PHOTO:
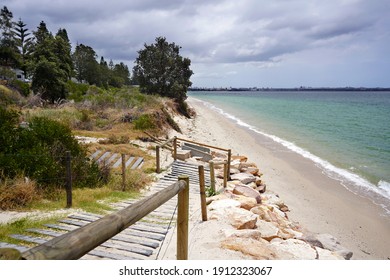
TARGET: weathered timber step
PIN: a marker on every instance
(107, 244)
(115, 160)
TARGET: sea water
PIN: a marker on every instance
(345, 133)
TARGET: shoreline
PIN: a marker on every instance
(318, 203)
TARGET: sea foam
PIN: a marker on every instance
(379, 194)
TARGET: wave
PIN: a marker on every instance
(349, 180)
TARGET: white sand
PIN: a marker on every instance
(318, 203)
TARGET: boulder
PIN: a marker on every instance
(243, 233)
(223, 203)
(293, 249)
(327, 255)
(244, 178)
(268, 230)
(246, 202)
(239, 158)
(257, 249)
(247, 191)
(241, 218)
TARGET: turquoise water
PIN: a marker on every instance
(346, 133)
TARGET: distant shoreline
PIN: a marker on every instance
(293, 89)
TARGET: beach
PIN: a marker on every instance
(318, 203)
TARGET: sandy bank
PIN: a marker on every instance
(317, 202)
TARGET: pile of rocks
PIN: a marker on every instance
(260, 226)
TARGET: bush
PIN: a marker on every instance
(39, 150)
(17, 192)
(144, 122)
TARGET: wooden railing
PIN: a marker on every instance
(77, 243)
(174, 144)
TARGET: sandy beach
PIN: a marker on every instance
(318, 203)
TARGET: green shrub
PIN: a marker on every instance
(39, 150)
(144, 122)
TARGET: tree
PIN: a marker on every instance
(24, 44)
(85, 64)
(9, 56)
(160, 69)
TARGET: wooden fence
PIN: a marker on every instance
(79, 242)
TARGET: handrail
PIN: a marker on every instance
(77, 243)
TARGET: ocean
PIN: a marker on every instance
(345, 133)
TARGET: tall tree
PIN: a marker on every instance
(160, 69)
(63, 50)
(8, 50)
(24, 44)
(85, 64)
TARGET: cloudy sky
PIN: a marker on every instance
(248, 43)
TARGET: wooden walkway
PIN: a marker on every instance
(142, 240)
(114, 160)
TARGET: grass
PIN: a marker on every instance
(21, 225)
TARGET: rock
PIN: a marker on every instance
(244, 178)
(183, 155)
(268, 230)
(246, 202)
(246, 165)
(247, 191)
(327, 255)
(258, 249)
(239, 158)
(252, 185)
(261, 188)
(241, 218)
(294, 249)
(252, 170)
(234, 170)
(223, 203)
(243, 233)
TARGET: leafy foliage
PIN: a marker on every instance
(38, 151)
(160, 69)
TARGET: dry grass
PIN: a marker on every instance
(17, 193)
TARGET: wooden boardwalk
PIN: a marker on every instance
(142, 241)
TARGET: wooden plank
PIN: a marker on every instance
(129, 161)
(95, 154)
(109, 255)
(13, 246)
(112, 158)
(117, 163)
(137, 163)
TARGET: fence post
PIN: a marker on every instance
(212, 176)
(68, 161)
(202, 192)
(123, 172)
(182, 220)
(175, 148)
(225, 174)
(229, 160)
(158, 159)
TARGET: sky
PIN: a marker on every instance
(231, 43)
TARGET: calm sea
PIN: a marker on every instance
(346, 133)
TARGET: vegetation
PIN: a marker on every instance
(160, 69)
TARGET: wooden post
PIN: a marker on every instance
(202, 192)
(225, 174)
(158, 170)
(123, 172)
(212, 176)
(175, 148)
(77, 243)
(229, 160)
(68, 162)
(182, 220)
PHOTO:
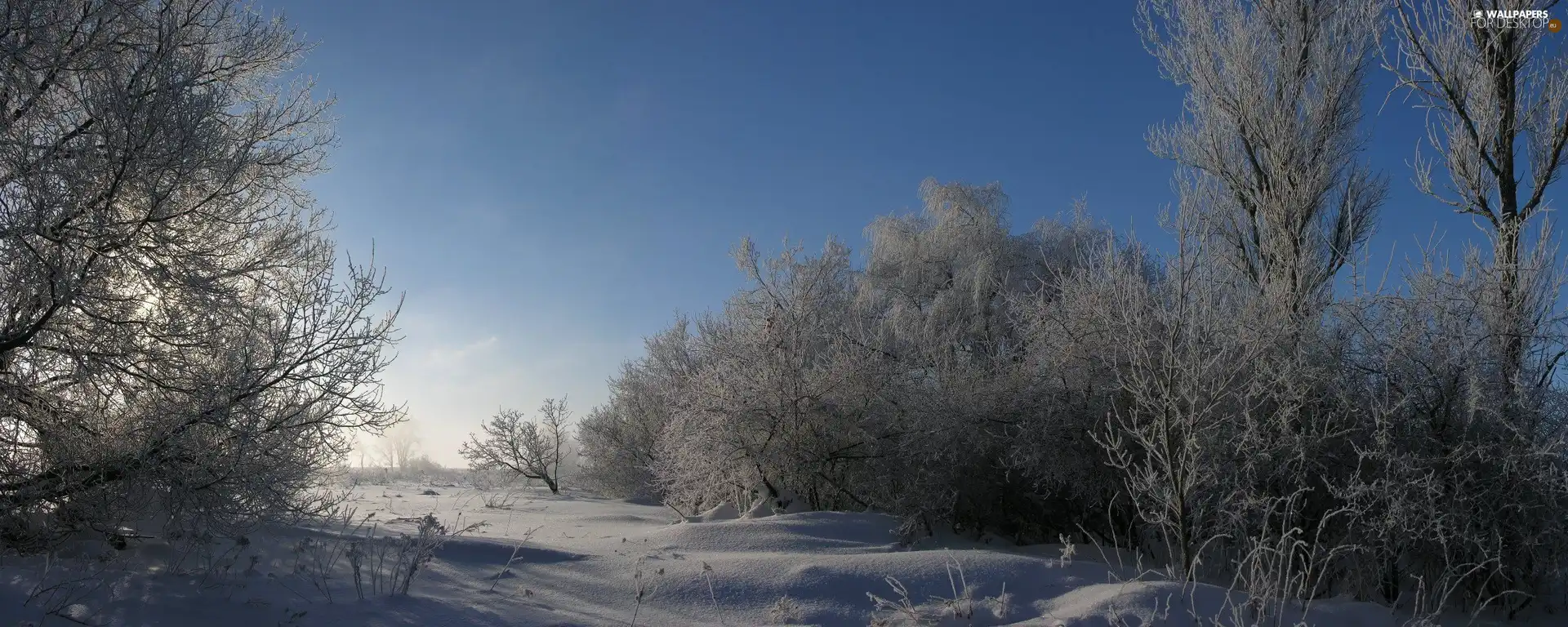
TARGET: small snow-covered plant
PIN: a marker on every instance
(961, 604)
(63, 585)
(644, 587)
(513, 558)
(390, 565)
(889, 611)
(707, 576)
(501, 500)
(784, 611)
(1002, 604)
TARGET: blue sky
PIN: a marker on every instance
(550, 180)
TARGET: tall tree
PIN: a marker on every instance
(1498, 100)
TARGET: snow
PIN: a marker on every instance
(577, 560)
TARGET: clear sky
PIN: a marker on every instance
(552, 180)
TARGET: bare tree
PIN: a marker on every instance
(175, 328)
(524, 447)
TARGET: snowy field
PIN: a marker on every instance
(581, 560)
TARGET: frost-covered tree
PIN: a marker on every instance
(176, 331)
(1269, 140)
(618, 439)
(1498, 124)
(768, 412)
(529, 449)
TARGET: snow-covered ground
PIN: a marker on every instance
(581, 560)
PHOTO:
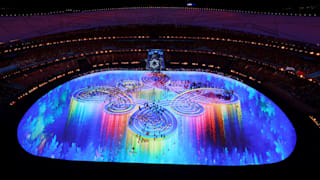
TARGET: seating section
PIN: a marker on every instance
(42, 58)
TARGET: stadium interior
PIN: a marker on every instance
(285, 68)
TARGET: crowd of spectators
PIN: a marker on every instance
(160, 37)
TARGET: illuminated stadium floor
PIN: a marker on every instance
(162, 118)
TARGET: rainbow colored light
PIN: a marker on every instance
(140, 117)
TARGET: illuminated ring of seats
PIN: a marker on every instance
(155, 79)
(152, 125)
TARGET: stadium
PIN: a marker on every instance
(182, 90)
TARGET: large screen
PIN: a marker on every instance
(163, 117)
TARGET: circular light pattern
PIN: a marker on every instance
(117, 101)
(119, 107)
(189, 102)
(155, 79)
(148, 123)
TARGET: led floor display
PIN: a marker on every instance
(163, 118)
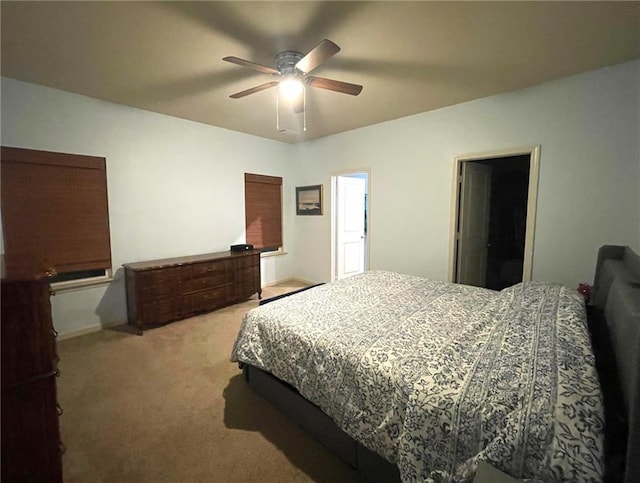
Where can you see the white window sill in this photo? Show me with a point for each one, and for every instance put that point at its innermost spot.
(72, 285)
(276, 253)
___
> [ACTIVITY]: Find the string "post" in the entries above and return each line that holds it.

> [OUTPUT FOR THIS TASK]:
TARGET: fence post
TARGET: wooden post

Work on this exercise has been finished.